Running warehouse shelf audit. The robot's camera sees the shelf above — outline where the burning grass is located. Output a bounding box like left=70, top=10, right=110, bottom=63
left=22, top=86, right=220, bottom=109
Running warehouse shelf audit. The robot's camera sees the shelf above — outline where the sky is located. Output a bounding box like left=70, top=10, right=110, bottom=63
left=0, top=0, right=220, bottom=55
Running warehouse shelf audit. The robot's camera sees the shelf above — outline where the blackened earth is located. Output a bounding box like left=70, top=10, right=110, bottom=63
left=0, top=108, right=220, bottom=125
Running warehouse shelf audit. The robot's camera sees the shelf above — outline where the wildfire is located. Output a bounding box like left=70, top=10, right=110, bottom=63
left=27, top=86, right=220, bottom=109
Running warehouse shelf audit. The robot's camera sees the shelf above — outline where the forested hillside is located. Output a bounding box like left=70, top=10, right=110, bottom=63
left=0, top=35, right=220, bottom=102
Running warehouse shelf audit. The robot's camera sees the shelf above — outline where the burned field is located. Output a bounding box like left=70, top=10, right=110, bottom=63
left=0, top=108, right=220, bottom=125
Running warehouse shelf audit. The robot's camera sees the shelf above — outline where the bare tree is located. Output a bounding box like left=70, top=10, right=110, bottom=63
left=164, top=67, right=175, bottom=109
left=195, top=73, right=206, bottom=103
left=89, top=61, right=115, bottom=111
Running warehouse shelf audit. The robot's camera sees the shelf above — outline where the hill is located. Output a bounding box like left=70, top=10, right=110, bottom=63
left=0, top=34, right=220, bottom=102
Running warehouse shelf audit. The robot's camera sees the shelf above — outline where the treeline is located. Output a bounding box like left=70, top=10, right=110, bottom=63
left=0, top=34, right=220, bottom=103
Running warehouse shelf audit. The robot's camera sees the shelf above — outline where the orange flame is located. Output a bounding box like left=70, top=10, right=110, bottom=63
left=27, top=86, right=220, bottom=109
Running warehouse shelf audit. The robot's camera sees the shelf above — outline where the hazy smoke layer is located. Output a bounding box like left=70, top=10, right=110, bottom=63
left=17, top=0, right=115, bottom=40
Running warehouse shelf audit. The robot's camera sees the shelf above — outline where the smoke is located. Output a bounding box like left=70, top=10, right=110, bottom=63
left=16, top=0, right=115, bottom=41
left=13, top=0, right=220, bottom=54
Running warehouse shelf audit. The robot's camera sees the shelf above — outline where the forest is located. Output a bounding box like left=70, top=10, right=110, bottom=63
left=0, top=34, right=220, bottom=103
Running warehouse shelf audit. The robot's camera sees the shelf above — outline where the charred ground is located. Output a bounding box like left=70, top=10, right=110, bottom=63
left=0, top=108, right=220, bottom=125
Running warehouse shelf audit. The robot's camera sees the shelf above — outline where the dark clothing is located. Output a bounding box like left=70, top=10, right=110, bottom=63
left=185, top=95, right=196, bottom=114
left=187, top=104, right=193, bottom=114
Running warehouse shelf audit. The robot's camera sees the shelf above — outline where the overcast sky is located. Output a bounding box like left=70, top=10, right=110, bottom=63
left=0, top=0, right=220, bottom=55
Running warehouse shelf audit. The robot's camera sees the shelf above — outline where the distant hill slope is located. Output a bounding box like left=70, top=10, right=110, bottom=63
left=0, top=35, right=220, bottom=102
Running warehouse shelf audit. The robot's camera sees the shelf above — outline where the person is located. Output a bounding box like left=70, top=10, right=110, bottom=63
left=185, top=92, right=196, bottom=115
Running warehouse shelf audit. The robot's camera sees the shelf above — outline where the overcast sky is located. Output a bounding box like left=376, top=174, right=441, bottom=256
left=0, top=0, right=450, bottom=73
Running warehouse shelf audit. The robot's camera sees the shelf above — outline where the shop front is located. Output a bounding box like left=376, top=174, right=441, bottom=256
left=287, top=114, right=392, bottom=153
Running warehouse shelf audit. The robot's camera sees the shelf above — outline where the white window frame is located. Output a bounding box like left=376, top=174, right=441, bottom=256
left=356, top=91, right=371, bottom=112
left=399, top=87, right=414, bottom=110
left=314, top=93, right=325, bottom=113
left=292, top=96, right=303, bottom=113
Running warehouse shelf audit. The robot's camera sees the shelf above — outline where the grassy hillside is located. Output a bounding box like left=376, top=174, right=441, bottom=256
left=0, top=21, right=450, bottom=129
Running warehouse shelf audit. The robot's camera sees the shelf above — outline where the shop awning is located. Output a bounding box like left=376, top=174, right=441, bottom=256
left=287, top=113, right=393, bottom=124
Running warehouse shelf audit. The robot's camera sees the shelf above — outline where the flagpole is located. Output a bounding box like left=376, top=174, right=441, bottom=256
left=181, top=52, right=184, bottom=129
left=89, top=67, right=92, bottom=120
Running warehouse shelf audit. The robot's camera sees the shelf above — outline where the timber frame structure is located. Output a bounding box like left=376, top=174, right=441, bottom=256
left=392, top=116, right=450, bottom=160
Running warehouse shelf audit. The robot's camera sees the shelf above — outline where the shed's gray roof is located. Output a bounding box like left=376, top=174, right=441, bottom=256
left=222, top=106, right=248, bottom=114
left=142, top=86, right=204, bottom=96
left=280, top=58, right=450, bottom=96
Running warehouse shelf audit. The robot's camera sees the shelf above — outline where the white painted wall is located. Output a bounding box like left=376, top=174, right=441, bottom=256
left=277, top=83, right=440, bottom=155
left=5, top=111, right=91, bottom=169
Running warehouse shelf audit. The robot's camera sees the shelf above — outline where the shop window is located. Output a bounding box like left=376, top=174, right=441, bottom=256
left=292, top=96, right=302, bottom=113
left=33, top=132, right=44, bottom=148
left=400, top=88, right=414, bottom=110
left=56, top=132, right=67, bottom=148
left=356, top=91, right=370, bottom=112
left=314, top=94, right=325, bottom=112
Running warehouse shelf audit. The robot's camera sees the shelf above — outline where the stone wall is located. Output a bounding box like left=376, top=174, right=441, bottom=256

☆ ☆ ☆ ☆

Copy the records above verbatim.

Running warehouse shelf audit. The robot's camera sees the shelf above — outline where the burning grass is located. Output a bounding box like left=70, top=10, right=110, bottom=63
left=22, top=86, right=220, bottom=109
Running warehouse shelf audit. The robot's camera sees the shelf above — outline where the sky is located. Output a bounding box like left=70, top=10, right=110, bottom=63
left=0, top=0, right=220, bottom=55
Running warehouse shelf audit. The robot's camera sees the shelf above — outline where the blackened earth is located. Output a bounding box like left=70, top=10, right=110, bottom=63
left=0, top=108, right=220, bottom=125
Running warehouse shelf audit. The robot's camera sees the shelf above — outline where the wildfire is located. Output a bounding box like left=70, top=10, right=110, bottom=63
left=27, top=86, right=220, bottom=109
Running warehouse shelf audit. The robot's camera sees the shelf above — outline where the forested hillside is located. Output a bounding box like left=70, top=10, right=110, bottom=63
left=0, top=35, right=220, bottom=102
Running warehouse shelf audit. The robot's camera sees the shelf above — outline where the burned field is located. Output a bounding box like left=70, top=10, right=110, bottom=63
left=0, top=108, right=220, bottom=125
Running warehouse shelf audit. The robot's camera sees the shelf above — outline where the bare tree is located. Output a bounding box like left=70, top=10, right=110, bottom=63
left=164, top=67, right=175, bottom=109
left=195, top=73, right=206, bottom=103
left=89, top=61, right=115, bottom=111
Running warehouse shelf audit. The robot's camera sees the shelf above — outline where the hill is located. Output a bounding box like left=70, top=10, right=110, bottom=63
left=0, top=34, right=220, bottom=102
Running warehouse shelf audit. The robot's camera sees the shelf above — outline where the treeline is located. Output a bounding box like left=70, top=10, right=110, bottom=63
left=0, top=34, right=220, bottom=103
Running warehouse shelf audit. The robot's camera sees the shelf above — outline where the orange flame is located. Output a bounding box like left=70, top=10, right=110, bottom=63
left=27, top=86, right=220, bottom=109
Running warehouse shelf audit. The robot's camera sees the shelf above — outline where the hazy smoke layer is located. Output a bounding box like left=70, top=10, right=110, bottom=63
left=17, top=0, right=115, bottom=40
Running warehouse shelf audit. The robot's camera sees the shelf above — outline where the smoke is located. Output a bounding box like left=70, top=10, right=110, bottom=63
left=16, top=0, right=115, bottom=41
left=13, top=0, right=220, bottom=54
Running warehouse shelf audit. The robot's camera sees the shelf above — outline where the forest is located. Output a bounding box like left=70, top=10, right=110, bottom=63
left=0, top=34, right=220, bottom=103
Running warehouse shelf audit. The robot's camera sees the shelf above — outline where the charred ground is located. Output a bounding box like left=70, top=10, right=110, bottom=63
left=0, top=108, right=220, bottom=125
Running warehouse shelf audit. The robot's camera sees the shelf above — outline where the dark clothing is located. Output a bounding box like left=70, top=10, right=110, bottom=63
left=185, top=95, right=196, bottom=114
left=187, top=104, right=193, bottom=114
Running warehouse shelf audit. The robot's camera sees the shelf above — outline where the overcast sky is located. Output a bounding box like left=70, top=10, right=110, bottom=63
left=0, top=0, right=220, bottom=55
Running warehouse shelf audit. The robot's camera sees the shelf above — outline where the distant hill slope is located. Output a bounding box like left=70, top=10, right=110, bottom=63
left=0, top=35, right=220, bottom=102
Running warehouse shelf audit. The robot's camera sees the shelf above — outline where the person is located. Output a bounding box like left=70, top=10, right=110, bottom=63
left=185, top=92, right=196, bottom=115
Running warehouse shelf audit. The robot's camera sees the shelf above — outline where the overcast sky is located. Output a bounding box like left=376, top=174, right=441, bottom=256
left=0, top=0, right=450, bottom=73
Running warehouse shelf audit. The robot's camera sees the shelf above — outline where the shop front is located. Output a bounding box like left=376, top=174, right=441, bottom=256
left=287, top=114, right=392, bottom=153
Running warehouse shelf audit. The robot's camera sees the shelf above — outline where the white window frame is located. Output a bounding box like left=376, top=174, right=441, bottom=256
left=356, top=91, right=371, bottom=112
left=399, top=87, right=414, bottom=110
left=314, top=93, right=325, bottom=113
left=292, top=96, right=303, bottom=113
Running warehouse shelf audit. The robot's camera sees the shelf above — outline where the grassy hillside is located. Output a bounding box like left=376, top=174, right=441, bottom=256
left=0, top=21, right=450, bottom=129
Running warehouse shelf audit. The robot's camera sees the shelf above — outline where the shop awning is located. Output a bounding box like left=376, top=174, right=441, bottom=256
left=287, top=113, right=393, bottom=124
Running warehouse shelf audit. The robot's camera sees the shelf above — outline where the flagpole is located. Output a bounding box like left=376, top=174, right=441, bottom=256
left=181, top=52, right=184, bottom=129
left=89, top=67, right=92, bottom=120
Running warehouse shelf audit. The robot's camera sees the shelf above — outline where the timber frame structure is located. Output a bounding box like left=376, top=174, right=441, bottom=256
left=392, top=116, right=450, bottom=160
Running warehouse shelf audit. The robot's camera sees the shelf above — outline where the shed's gray roof is located. Output a bounding box like left=376, top=174, right=441, bottom=256
left=222, top=106, right=248, bottom=114
left=142, top=86, right=204, bottom=96
left=280, top=58, right=450, bottom=96
Running warehouse shelf audit. The robot's camera sees the shelf above — outline where the white painted wall is located. Output a bounding box like left=376, top=174, right=441, bottom=256
left=277, top=83, right=440, bottom=155
left=5, top=111, right=91, bottom=169
Running warehouse shelf audit. The robot's camera sees the shelf above — outline where the shop window is located. Output a bounding box like left=376, top=174, right=441, bottom=256
left=292, top=96, right=302, bottom=113
left=33, top=132, right=44, bottom=148
left=400, top=88, right=414, bottom=110
left=56, top=132, right=67, bottom=148
left=356, top=91, right=370, bottom=112
left=314, top=94, right=325, bottom=112
Running warehouse shelf audit. The robot's camera sees the shelf above — outline where the stone wall is located. Output a bounding box like left=376, top=174, right=441, bottom=256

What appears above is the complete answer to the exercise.